Given passage:
######
Life Healthcare Group sees 84% drop in Covid admissions
Data from the Life Healthcare Group shows that the fifth wave of the Covid-19 pandemic resulted in far fewer hospital admissions, less ICU and ventilator usage and lower numbers of hospital deaths.
Fifth-wave COVID-19 admissions – when the BA.4 and BA.5 Omicron subvariants were prevalent – were down by 84% compared to the third, or Delta wave. During the third wave, Life Healthcare hospitals admitted 18 739 patients. This dropped to 3 004 patients during the fifth wave.
Over the comparable periods, ICU usage decreased by 92% and ventilator usage by 97%.
The Life Healthcare data also indicates that for those who did fall ill during the fifth wave, the length of stay in hospital decreased by 22% for severely ill patients and by 38% for milder cases.
According to the National Institute of Communicable Diseases (NICD), Omicron lineages BA.4 and BA.5 became more prevalent during March 2022, and together were dominant from April to June 2022. Delta was more prevalent from June-September 2021,
The mortality rate for Covid-19 patients at Life Healthcare hospitals decreased by 80% from the third (Delta) wave to the fifth wave under Omicron BA.4 / BA.5. In terms of age demographics, Life Healthcare hospitals saw a higher proportion of younger (under 19) and older patients (over 70) during waves 4 and 5, compared to the first three waves, and proportionately fewer patients aged 20-69.
“The data confirms our experience that both of the more recent Omicron waves caused disease of lesser severity than the earlier waves,” says Life Healthcare’s chief medical officer for South Africa, Dr Louis Kathan. “This is reassuring, as it indicates that the current variant less severe. However, we must remain vigilant against future resurgence of the virus.”
######
Data excerpts:
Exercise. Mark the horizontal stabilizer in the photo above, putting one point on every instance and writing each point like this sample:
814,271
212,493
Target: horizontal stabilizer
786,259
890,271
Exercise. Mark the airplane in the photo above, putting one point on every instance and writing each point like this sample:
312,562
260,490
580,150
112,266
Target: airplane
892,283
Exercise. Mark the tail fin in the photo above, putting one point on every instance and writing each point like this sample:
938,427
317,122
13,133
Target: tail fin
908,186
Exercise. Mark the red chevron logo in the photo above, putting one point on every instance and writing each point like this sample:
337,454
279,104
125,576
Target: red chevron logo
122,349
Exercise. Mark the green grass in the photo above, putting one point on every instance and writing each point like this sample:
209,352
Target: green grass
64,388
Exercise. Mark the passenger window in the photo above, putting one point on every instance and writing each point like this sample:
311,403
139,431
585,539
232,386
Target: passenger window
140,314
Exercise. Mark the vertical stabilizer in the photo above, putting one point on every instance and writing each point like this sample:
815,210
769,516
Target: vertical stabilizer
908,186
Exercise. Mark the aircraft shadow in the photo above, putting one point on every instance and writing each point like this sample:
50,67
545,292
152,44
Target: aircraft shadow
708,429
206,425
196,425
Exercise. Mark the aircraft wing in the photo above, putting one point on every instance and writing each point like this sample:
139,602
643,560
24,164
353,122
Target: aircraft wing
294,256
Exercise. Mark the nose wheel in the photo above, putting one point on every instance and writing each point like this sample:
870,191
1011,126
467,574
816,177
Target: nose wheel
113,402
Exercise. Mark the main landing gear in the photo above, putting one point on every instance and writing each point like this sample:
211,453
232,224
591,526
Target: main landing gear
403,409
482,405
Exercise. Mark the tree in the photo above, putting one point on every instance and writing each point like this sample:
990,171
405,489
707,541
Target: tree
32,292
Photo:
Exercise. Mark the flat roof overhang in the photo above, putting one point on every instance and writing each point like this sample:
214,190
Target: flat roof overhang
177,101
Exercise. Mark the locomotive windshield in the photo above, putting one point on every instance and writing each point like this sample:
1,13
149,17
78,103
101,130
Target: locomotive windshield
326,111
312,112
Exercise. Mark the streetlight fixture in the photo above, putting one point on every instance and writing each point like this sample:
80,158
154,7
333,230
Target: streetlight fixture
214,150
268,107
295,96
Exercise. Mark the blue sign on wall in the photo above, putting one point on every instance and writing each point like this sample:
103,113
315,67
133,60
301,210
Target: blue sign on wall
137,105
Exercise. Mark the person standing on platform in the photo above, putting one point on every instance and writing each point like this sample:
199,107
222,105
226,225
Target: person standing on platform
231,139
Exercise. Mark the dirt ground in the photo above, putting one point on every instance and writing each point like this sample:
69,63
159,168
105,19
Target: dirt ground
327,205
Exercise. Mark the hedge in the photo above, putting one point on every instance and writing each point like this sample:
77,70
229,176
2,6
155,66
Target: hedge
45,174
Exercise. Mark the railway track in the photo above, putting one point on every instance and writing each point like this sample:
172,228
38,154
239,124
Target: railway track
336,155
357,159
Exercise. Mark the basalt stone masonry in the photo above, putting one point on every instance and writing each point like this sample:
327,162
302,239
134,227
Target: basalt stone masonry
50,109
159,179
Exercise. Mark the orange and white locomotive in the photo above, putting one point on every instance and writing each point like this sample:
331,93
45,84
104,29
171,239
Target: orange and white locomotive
######
What you need to do:
1 > Reproduce the part of the Covid admissions article between "According to the" and "patients aged 20-69.", inclusive.
2 > Rewrite the paragraph of the Covid admissions article that begins "Fifth-wave COVID-19 admissions" as a short bulleted list, keeping its main facts.
3 > Continue the article on Life Healthcare's Covid admissions from the point where it stops.
The records are from a separate source and are unrelated to the article on Covid admissions.

Task-by-task answers:
1 >
According to the National Institute of Communicable Diseases (NICD), Omicron lineages BA.4 and BA.5 became more prevalent during March 2022, and together were dominant from April to June 2022. Delta was more prevalent from June-September 2021,
The mortality rate for Covid-19 patients at Life Healthcare hospitals decreased by 80% from the third (Delta) wave to the fifth wave under Omicron BA.4 / BA.5. In terms of age demographics, Life Healthcare hospitals saw a higher proportion of younger (under 19) and older patients (over 70) during waves 4 and 5, compared to the first three waves, and proportionately fewer patients aged 20-69.

2 >
- Fifth-wave admissions, during the BA.4 and BA.5 Omicron subvariants, fell 84% from the third (Delta) wave.
- Life Healthcare hospitals admitted 18 739 patients in the third wave.
- They admitted 3 004 patients in the fifth wave.

3 >
Dr Kathan says the Life Healthcare data also shows that treatment costs have declined consistently since the third wave.
“Lower stock costs reflect that the illness caused by the more recent variants has been managed more successfully,” says Dr Kathan. “This has been because of less acute illness, but also because we have gained experience and expertise around how to treat COVID-19 most effectively.”
Another insight from the Life Healthcare data was that, for patients with chronic conditions, the mortality rates have declined for all comorbidities. However, the decline for people with cardiac disease, respiratory disease and hypertension was not as large as the decline for people with diabetes and renal disease.
“While we have seen mortality rates decreasing, people with comorbidities remain at risk,” said Dr Kathan. “The proportion of deaths of patients with hypertension, cardiac or chronic obstructive pulmonary disease (COPD) has increased from 59% during wave 3 to 75% during wave 5.”
“COVID-19 remains a global health challenge,” says Dr Kathan. “Its impacts should be understood not only in terms of short-term acute symptoms, but long-term effects that can affect patients for life. We encourage everyone to continue practising good infection prevention hygiene to minimise their exposure to the coronavirus. Wash your hands and sanitise. If you are eligible, get vaccinated and stay up to date with your booster shots.”